REQUIRED TASK ▸ Transcribe the listing below verbatim, reproducing every line in its original order and without any alteration.

DATASET EXTRACT ▸
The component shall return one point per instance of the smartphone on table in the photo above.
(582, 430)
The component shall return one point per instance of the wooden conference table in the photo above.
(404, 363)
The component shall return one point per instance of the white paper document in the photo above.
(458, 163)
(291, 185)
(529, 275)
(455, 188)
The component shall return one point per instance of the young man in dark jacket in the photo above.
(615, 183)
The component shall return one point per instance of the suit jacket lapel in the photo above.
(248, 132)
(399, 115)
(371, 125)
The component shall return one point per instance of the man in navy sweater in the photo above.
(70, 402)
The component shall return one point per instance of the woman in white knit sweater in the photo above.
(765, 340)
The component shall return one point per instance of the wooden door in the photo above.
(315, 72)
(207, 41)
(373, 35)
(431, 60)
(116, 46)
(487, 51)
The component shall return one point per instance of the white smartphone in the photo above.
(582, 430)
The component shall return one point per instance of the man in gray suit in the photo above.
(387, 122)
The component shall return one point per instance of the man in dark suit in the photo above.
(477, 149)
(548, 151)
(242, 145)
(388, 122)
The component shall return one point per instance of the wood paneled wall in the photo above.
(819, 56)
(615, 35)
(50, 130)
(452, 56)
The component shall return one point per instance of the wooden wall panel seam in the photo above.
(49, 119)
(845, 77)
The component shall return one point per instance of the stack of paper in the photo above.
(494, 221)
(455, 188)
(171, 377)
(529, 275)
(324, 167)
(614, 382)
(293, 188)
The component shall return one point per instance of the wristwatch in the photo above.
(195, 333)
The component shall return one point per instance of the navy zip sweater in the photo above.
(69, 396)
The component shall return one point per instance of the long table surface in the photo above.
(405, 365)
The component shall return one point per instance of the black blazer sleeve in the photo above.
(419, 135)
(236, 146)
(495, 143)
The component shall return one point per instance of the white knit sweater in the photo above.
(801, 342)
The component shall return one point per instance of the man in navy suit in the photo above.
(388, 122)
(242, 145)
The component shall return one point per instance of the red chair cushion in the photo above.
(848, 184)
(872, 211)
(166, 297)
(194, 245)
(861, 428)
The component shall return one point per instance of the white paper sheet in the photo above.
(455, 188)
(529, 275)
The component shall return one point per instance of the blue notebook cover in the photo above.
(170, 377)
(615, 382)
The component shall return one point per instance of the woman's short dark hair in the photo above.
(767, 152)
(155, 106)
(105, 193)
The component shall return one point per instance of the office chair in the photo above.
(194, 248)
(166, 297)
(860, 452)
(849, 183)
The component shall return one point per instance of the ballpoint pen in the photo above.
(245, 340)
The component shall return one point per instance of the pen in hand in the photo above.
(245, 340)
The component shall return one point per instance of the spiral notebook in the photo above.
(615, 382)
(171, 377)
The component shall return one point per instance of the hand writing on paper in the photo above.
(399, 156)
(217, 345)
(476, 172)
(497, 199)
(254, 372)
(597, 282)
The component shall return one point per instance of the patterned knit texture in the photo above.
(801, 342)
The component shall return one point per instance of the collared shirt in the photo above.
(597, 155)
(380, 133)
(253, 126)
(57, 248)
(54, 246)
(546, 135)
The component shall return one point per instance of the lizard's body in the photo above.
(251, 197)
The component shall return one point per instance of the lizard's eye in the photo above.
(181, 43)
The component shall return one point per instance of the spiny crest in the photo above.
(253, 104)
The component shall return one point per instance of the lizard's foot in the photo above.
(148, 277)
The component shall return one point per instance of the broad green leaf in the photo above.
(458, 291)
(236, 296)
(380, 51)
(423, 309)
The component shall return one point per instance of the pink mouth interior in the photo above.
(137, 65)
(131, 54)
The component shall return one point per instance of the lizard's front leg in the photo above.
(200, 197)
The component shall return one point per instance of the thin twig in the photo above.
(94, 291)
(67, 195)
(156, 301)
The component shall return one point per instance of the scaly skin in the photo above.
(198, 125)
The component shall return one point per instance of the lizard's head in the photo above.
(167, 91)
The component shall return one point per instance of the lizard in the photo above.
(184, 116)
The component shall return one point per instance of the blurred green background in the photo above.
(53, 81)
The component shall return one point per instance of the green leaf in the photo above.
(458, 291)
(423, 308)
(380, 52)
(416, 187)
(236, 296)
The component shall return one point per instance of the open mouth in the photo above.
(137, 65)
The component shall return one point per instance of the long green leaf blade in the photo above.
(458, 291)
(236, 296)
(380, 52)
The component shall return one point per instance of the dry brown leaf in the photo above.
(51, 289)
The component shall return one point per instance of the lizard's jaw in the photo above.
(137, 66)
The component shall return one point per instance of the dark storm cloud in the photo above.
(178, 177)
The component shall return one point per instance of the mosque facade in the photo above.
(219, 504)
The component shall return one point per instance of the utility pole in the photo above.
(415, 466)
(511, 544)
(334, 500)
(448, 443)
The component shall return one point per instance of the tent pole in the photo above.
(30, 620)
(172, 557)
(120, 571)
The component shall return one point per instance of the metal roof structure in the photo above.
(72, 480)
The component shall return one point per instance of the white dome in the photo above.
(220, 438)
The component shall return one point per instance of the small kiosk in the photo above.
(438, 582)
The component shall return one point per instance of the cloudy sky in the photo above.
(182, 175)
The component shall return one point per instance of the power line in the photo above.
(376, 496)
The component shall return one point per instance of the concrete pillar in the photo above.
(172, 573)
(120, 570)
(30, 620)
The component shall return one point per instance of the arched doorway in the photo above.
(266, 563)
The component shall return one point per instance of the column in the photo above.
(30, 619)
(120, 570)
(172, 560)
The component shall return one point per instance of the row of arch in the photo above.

FINAL RESULT ▸
The component shall return one point per instance of the smartphone on table in the photo above.
(582, 430)
The component shall return one point per instance of the wooden conference table in the photo above.
(404, 363)
The component shall return one point per instance of the white paper document in the photo above.
(458, 163)
(291, 185)
(529, 275)
(455, 188)
The component shall return one point per instance of the young man in dark jacket in the photo above.
(615, 183)
The component shall return one point per instance of the suit jacket lapel in the photo above.
(248, 132)
(399, 115)
(371, 125)
The component shall return one point per instance of the man in navy sweater in the photo above.
(70, 402)
The component shall return one point per instance of the woman in white knit sweater in the photo above.
(765, 340)
The component shall return one point per instance of the wooden door in the photo above.
(315, 72)
(207, 41)
(373, 35)
(431, 60)
(116, 46)
(487, 51)
The component shall return one point per instance of the white smartphone in the photo above.
(582, 430)
The component shall return one point per instance of the man in gray suit in the photo above.
(387, 122)
The component shall return one point per instance of the man in dark suit in the photo above.
(477, 149)
(548, 151)
(242, 145)
(388, 122)
The component shall return one point per instance of the wood paneled wall in the photo above.
(819, 56)
(615, 35)
(50, 130)
(452, 56)
The component shall return one point per instance of the wooden wall panel seam in the photo above.
(49, 119)
(845, 77)
The component shall return one point per instance of the stack of paper in the photo above.
(494, 221)
(455, 188)
(171, 377)
(529, 275)
(324, 167)
(614, 382)
(293, 188)
The component shall return one point per instance of the wristwatch in the photo above.
(195, 333)
The component shall return one point per instance of the navy zip sweater in the photo above.
(69, 396)
The component shall return one point per instance of the long table surface in the photo above.
(405, 365)
The component shall return one point per instance of the black blazer sleeve in the photo above.
(419, 135)
(236, 146)
(495, 143)
The component shall return one point per instance of the white knit sweater in the photo above.
(801, 342)
The component shall return one point per instance of the man in navy suit in the photo above.
(388, 122)
(242, 145)
The component shall return one point per instance of the red chair cushion in the photo above.
(848, 184)
(872, 211)
(166, 297)
(194, 245)
(861, 428)
The component shall return one point per instance of the white paper sheet in the photo above.
(455, 188)
(529, 275)
The component shall return one point per instance of the blue notebook cover in the photo above.
(170, 377)
(615, 382)
The component shall return one point per instance of the woman's short dark hair in the photo above.
(767, 152)
(155, 106)
(105, 193)
The component shall return one point per instance of the office chair in the photo above.
(194, 248)
(166, 297)
(860, 452)
(849, 183)
The component shall return one point per instance of the ballpoint pen in the photo above.
(245, 340)
The component shall return one point per instance of the pen in hand in the photo above.
(245, 340)
The component shall return one point per instance of the spiral notebook in the photo above.
(615, 382)
(171, 377)
The component shall return one point per instance of the hand writing on paper in the photo above.
(399, 156)
(217, 345)
(476, 172)
(497, 199)
(254, 372)
(597, 282)
The component shall return one point per instance of the patterned knit texture in the photo above.
(801, 342)
The component shall return one point per instance of the collared shirt in the photo above.
(597, 155)
(380, 133)
(253, 126)
(57, 248)
(54, 246)
(546, 135)
The component shall return one point per instance of the lizard's body in the photo above.
(251, 197)
The component shall return one point per instance of the lizard's eye in the photo above.
(181, 43)
The component shall return one point per instance of the spiny crest in the photo above.
(253, 104)
The component shall return one point per instance of the lizard's foot in the photo above.
(148, 277)
The component shall return one point per instance of the broad green leaf in the photo above.
(458, 291)
(236, 296)
(380, 51)
(423, 309)
The component shall return one point per instance of the pink mouth interior in the photo above.
(137, 65)
(131, 54)
The component shall return one point per instance of the lizard's front leg in the photo above.
(200, 197)
The component shall return one point per instance of the thin twig in the photo above.
(94, 291)
(67, 195)
(156, 301)
The component shall return one point per instance of the scaly skin in the photo above.
(198, 125)
The component shall return one point per instance of the lizard's head in the photo above.
(167, 91)
The component shall return one point per instance of the lizard in the photo above.
(184, 116)
The component shall return one point per instance of the blurred green background in the photo above.
(53, 81)
The component shall return one point per instance of the green leaf in the photo above.
(458, 291)
(423, 308)
(380, 52)
(416, 187)
(236, 296)
The component shall return one point per instance of the open mouth in the photo above.
(137, 65)
The component shall return one point per instance of the long green leaf blade in the photo above.
(458, 291)
(236, 296)
(380, 52)
The component shall return one point per instance of the dry brown leaf in the photo above.
(51, 289)
The component shall return one point per instance of the lizard's jaw in the photo above.
(137, 66)
The component shall return one point per instance of the dark storm cloud in the photo above.
(178, 177)
The component shall return one point per instance of the mosque facade in the photo above.
(219, 504)
The component shall return one point per instance of the utility pole in the photo above.
(415, 466)
(511, 544)
(334, 500)
(448, 443)
The component shall return one point per instance of the tent pole in the photo above.
(30, 620)
(172, 557)
(120, 571)
The component shall return one point per instance of the metal roof structure in the photo above.
(72, 480)
The component shall return one point per instance of the white dome in the photo above.
(220, 438)
The component shall return one point per instance of the small kiosk in the photo above.
(438, 582)
The component shall return one point per instance of the cloudy sky in the photo above.
(182, 175)
The component shall return one point per instance of the power line in the photo above.
(376, 496)
The component shall return one point per instance of the concrete pillar in the photo above.
(172, 573)
(120, 570)
(30, 620)
The component shall return one point per instance of the arched doorway in the photo above.
(266, 563)
The component shall return one point per instance of the column in the photo above.
(30, 619)
(120, 570)
(172, 560)
The component shall return one point per instance of the row of arch in the photo above.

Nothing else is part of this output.